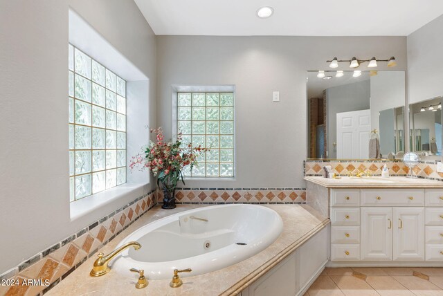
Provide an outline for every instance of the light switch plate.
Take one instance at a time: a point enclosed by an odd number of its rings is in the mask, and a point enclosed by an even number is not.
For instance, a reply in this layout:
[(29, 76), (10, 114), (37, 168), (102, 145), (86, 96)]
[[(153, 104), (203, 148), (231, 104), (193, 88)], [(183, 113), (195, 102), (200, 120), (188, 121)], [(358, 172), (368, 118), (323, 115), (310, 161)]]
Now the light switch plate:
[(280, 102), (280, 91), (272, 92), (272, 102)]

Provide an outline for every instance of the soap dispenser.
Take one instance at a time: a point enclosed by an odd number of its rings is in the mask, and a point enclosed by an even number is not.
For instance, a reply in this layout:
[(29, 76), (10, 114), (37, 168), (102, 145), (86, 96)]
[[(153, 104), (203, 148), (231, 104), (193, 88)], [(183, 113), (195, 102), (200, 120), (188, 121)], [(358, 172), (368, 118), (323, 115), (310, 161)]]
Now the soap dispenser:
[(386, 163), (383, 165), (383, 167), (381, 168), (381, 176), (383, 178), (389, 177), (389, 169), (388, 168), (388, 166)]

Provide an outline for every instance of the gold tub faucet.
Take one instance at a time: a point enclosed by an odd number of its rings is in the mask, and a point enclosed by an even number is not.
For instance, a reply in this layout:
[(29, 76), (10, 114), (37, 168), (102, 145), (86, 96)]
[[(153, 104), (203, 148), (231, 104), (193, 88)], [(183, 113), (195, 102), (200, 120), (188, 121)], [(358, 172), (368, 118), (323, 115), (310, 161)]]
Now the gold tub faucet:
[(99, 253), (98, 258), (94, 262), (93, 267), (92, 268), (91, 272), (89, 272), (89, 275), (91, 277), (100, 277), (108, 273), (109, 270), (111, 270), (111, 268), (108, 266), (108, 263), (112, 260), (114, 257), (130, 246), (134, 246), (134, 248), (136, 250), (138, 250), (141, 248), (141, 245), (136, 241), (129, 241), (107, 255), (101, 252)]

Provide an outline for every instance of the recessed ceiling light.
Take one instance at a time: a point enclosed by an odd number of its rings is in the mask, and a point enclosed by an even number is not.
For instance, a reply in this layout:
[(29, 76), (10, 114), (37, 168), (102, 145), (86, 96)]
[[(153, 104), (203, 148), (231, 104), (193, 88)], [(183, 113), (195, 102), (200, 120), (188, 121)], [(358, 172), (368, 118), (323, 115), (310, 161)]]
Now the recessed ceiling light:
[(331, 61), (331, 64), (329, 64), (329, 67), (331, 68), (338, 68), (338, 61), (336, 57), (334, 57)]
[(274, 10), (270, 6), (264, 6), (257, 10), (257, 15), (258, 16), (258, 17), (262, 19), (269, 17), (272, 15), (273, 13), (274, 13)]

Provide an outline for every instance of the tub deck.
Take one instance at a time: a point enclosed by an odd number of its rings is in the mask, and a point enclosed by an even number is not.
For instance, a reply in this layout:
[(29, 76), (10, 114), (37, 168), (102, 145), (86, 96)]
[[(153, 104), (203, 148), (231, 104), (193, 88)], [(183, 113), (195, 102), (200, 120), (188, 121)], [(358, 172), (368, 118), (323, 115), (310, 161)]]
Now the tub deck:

━━━━━━━━

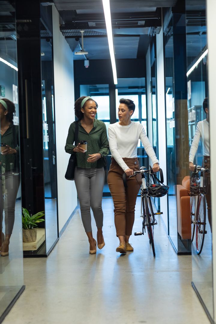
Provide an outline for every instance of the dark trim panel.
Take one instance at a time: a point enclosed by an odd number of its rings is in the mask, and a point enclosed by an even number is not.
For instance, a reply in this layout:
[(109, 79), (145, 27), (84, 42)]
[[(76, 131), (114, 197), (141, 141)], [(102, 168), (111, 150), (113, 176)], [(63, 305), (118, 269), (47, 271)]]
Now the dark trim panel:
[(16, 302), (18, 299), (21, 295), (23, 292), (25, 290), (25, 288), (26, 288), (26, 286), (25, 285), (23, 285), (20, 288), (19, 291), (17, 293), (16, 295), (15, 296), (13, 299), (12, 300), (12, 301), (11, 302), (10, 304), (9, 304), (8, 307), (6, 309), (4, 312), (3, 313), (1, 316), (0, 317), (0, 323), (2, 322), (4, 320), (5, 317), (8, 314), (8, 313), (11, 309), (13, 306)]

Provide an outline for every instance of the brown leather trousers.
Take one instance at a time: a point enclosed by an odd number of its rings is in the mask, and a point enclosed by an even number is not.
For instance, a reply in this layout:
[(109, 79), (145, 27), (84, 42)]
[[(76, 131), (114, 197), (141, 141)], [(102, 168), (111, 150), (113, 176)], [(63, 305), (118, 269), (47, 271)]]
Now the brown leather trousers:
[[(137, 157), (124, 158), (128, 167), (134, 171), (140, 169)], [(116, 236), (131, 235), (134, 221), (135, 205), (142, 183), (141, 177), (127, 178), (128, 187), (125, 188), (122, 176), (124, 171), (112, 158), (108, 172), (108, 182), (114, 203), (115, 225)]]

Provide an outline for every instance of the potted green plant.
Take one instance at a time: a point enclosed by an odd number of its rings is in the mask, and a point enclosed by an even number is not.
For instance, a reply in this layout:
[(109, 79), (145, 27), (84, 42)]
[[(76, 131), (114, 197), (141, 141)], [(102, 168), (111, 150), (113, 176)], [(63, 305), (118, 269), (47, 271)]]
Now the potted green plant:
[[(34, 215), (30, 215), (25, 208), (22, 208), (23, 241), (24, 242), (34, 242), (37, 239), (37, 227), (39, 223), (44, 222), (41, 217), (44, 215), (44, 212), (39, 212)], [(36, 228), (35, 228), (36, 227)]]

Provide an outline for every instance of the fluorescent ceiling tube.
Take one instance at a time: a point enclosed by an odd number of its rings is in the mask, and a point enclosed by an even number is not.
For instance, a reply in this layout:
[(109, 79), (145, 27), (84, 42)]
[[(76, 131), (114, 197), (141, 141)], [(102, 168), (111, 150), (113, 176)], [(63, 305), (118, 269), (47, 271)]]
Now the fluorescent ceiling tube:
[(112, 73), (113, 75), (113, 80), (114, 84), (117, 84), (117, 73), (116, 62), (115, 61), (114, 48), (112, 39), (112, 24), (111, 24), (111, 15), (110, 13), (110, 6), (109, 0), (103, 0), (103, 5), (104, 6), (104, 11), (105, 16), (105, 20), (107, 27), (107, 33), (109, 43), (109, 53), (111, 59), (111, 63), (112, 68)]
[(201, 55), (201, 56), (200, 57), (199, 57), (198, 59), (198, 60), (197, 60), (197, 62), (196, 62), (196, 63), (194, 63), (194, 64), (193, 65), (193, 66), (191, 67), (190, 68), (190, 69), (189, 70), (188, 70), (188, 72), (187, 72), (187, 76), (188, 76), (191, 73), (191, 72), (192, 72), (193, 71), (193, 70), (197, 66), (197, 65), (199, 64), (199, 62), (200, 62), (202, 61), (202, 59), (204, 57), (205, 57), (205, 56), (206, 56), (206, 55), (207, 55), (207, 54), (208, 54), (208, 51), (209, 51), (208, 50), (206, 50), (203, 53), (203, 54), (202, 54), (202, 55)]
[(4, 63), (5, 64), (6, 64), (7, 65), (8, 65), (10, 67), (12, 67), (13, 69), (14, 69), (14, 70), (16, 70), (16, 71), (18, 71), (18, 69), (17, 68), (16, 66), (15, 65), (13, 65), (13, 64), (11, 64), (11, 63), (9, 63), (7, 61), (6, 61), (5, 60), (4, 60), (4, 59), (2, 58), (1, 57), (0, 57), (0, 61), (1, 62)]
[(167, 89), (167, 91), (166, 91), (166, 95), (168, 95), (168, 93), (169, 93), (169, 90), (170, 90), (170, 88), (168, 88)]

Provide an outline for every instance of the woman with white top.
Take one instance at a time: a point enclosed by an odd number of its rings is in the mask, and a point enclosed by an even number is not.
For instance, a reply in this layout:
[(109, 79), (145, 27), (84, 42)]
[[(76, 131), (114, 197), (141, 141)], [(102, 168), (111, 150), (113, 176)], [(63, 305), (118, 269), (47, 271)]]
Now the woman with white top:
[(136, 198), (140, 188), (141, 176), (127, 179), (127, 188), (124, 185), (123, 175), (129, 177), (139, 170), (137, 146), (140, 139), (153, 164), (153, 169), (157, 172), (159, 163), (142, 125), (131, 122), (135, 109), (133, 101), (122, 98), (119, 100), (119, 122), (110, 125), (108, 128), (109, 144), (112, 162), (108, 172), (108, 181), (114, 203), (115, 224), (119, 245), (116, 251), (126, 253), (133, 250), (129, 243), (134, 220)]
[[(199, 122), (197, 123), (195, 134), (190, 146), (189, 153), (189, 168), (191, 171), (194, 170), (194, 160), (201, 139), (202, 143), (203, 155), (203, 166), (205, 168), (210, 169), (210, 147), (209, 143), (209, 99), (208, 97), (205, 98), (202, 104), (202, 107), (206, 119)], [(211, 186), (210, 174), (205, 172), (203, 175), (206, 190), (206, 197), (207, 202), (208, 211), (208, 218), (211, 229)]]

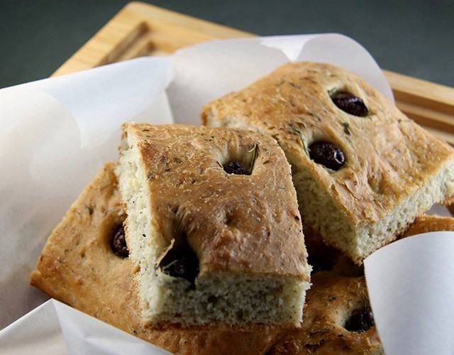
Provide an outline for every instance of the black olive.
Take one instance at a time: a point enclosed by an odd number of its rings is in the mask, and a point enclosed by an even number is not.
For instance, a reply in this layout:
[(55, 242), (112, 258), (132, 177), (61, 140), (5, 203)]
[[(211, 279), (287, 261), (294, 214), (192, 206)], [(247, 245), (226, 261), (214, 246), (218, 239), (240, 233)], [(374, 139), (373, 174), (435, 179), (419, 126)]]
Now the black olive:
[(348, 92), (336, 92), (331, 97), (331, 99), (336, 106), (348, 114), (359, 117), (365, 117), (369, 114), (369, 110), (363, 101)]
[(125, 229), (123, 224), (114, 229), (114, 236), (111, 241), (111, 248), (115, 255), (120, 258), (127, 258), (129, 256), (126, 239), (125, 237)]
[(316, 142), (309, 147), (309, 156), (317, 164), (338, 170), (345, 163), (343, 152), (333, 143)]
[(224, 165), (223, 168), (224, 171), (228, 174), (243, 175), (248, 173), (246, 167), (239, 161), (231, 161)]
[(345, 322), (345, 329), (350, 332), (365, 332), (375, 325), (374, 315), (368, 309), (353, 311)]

━━━━━━━━

Take the part of the items that opens with the line containing "Provide an outline for every instance of the light" and closes with the line containing "168), (388, 166)]", and write it out again with "soap dispenser" renamed to "hand soap pump" wherever it occurs, leaving everything else unchanged.

Provide an outline for every instance of the light switch plate.
Take one instance at a time: a point enclosed by an odd number of its rings is in the mask, and a point enclosed by an even number is not.
For instance, a reply in this layout:
[(29, 76), (10, 114), (37, 168), (102, 145), (86, 96)]
[[(153, 104), (203, 148), (231, 104), (193, 88)], [(183, 113), (195, 102), (200, 120), (188, 121)], [(358, 172), (368, 118), (323, 115), (310, 161)]]
Now the light switch plate:
[(280, 102), (280, 91), (272, 92), (272, 102)]

Provide an outline for every instance of the hand soap pump.
Take one instance at a time: a point enclosed by an odd number of its rings is in the mask, and a point enclosed by an even number is not.
For instance, a reply in this layout:
[(29, 76), (10, 114), (37, 168), (102, 145), (86, 96)]
[[(153, 104), (203, 148), (231, 104), (193, 88)], [(183, 113), (195, 102), (200, 120), (188, 121)], [(358, 172), (368, 118), (323, 115), (310, 161)]]
Now the hand soap pump:
[(386, 163), (383, 165), (383, 167), (381, 168), (381, 176), (383, 178), (389, 177), (389, 169), (388, 168), (388, 166)]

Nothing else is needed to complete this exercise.